REQUIREMENT >>
Extract every line in the entries below that contains the string "figure". Case must match.

EXERCISE DATA >>
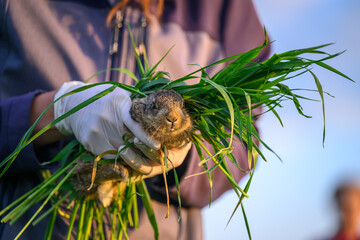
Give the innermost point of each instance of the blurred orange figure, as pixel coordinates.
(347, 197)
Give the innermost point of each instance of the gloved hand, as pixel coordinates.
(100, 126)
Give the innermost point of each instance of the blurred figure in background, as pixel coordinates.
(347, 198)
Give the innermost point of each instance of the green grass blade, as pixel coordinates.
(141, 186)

--

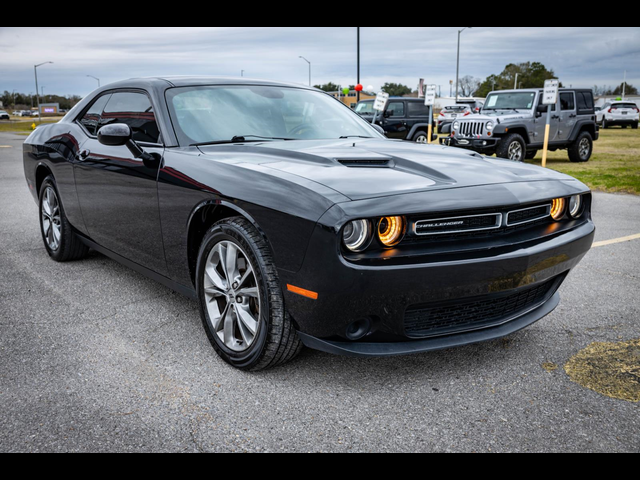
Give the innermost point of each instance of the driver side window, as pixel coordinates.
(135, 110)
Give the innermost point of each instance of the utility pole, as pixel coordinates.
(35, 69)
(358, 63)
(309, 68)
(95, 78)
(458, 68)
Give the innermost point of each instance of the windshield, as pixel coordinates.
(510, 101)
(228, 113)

REPLY TO THE TASK >>
Give the innermost point of each instance of the blurred orange figure, as pixel coordinates.
Give the innermost point of each instance of the blurred figure in background, as pixel coordinates.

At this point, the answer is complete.